■ **Supplied records**
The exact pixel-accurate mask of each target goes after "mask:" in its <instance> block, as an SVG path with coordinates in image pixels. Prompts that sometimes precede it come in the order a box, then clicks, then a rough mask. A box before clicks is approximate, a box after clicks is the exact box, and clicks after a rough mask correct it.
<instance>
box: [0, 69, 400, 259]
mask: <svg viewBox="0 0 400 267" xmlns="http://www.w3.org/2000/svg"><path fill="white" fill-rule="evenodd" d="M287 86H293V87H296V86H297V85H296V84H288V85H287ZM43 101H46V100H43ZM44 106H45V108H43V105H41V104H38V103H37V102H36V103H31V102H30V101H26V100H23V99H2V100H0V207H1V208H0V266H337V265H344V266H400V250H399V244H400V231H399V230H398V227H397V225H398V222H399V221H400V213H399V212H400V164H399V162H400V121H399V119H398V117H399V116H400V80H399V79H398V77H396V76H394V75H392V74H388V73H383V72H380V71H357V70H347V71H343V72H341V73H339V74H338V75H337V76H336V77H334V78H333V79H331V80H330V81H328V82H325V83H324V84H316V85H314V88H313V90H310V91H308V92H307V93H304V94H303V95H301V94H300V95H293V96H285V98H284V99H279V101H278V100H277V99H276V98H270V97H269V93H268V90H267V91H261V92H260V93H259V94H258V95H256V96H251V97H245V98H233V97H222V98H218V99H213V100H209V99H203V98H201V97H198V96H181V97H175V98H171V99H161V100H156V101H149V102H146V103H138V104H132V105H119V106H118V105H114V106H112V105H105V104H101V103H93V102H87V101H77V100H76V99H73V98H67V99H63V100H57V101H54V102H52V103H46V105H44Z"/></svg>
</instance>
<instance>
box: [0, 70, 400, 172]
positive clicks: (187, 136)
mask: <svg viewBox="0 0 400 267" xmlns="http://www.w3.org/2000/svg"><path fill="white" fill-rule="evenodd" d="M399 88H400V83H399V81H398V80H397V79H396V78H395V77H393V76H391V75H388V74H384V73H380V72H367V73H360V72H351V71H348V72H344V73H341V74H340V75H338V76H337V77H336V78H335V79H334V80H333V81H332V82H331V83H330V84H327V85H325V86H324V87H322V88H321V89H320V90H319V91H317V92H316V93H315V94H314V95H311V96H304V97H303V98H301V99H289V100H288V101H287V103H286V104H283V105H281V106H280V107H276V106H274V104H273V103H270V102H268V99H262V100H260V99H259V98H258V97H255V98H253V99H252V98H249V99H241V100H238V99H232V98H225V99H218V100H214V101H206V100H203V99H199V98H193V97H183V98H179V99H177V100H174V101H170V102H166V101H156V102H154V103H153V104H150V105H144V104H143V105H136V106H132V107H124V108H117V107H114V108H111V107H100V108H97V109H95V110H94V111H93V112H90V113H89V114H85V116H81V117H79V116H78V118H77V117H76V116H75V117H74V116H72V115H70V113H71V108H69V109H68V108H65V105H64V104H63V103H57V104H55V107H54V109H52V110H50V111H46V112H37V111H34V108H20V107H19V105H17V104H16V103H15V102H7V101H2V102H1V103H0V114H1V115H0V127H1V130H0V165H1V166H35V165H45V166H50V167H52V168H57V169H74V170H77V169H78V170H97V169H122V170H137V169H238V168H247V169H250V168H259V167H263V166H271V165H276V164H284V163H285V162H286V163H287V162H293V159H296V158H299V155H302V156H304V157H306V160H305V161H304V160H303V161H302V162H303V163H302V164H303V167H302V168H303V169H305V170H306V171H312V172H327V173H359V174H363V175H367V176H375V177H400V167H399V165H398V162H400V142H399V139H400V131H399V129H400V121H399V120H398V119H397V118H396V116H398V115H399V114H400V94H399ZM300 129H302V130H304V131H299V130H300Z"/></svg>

■ **Exercise goal**
The entries shown above must be reproduced in full, exactly as written.

■ **Solution for this exercise**
The exact pixel-accurate mask of each target goes after "mask:" in its <instance> block, as an SVG path with coordinates in image pixels. Prompts that sometimes precede it come in the order a box, then clicks, then a rough mask. A box before clicks is approximate, a box after clicks is the exact box, and clicks after a rough mask correct it.
<instance>
box: [0, 69, 400, 259]
mask: <svg viewBox="0 0 400 267" xmlns="http://www.w3.org/2000/svg"><path fill="white" fill-rule="evenodd" d="M287 86H293V87H296V86H297V85H296V84H288V85H287ZM43 101H46V100H43ZM44 106H45V108H43V105H41V104H38V103H37V102H36V103H31V102H30V101H26V100H23V99H2V100H0V207H1V208H0V266H337V265H344V266H400V250H399V244H400V231H399V230H398V227H397V225H398V222H399V221H400V213H399V212H400V164H399V162H400V121H399V119H398V117H399V116H400V80H399V79H398V77H396V76H394V75H392V74H388V73H383V72H380V71H357V70H347V71H343V72H341V73H339V74H338V75H337V76H336V77H334V78H333V79H331V80H330V81H328V82H325V83H324V84H316V85H314V88H313V90H310V91H308V92H307V93H304V94H303V95H301V94H300V95H293V96H285V98H284V99H279V101H278V100H277V99H276V98H270V97H269V93H268V90H267V91H261V92H260V93H259V94H258V95H256V96H251V97H245V98H233V97H222V98H218V99H213V100H209V99H203V98H201V97H198V96H181V97H175V98H171V99H161V100H156V101H149V102H146V103H138V104H132V105H119V106H118V105H114V106H112V105H105V104H101V103H93V102H87V101H77V100H76V99H73V98H67V99H63V100H57V101H54V102H52V103H46V105H44Z"/></svg>
</instance>
<instance>
box: [0, 70, 400, 172]
positive clicks: (187, 136)
mask: <svg viewBox="0 0 400 267" xmlns="http://www.w3.org/2000/svg"><path fill="white" fill-rule="evenodd" d="M399 88H400V83H399V81H398V80H397V79H396V78H395V77H393V76H391V75H388V74H384V73H380V72H367V73H360V72H351V71H348V72H344V73H341V74H340V75H338V76H337V77H336V78H335V79H334V80H333V81H332V82H331V83H330V84H327V85H325V86H324V87H322V88H321V89H320V90H319V91H317V92H316V93H315V94H314V95H311V96H304V97H303V98H301V99H289V100H288V101H287V103H286V104H283V105H281V106H280V107H276V106H274V104H273V103H270V102H268V99H262V100H260V99H259V98H258V97H255V98H253V99H252V98H249V99H241V100H238V99H232V98H225V99H218V100H214V101H206V100H203V99H199V98H193V97H183V98H179V99H177V100H174V101H170V102H166V101H156V102H154V103H153V104H150V105H144V104H143V105H136V106H132V107H124V108H117V107H114V108H111V107H100V108H97V109H95V110H94V111H93V112H90V113H89V114H85V116H81V117H79V116H78V118H77V117H76V116H75V117H74V116H72V115H70V113H71V108H69V109H68V108H65V105H64V104H63V103H57V104H55V107H54V109H52V110H50V111H46V112H37V111H34V108H20V107H19V105H17V104H16V103H15V102H7V101H2V102H1V103H0V114H1V115H0V127H1V130H0V165H1V166H35V165H45V166H50V167H52V168H57V169H74V170H77V169H78V170H97V169H122V170H137V169H238V168H247V169H250V168H259V167H263V166H271V165H276V164H284V163H285V162H286V163H287V162H293V159H296V158H299V155H302V156H304V157H306V160H305V161H304V160H303V161H302V162H303V163H302V164H303V167H302V168H303V169H305V170H306V171H312V172H327V173H359V174H363V175H367V176H375V177H400V167H399V165H398V162H400V142H399V139H400V131H399V129H400V121H399V120H398V119H397V118H396V116H398V115H399V114H400V94H399ZM300 129H302V130H304V131H299V130H300Z"/></svg>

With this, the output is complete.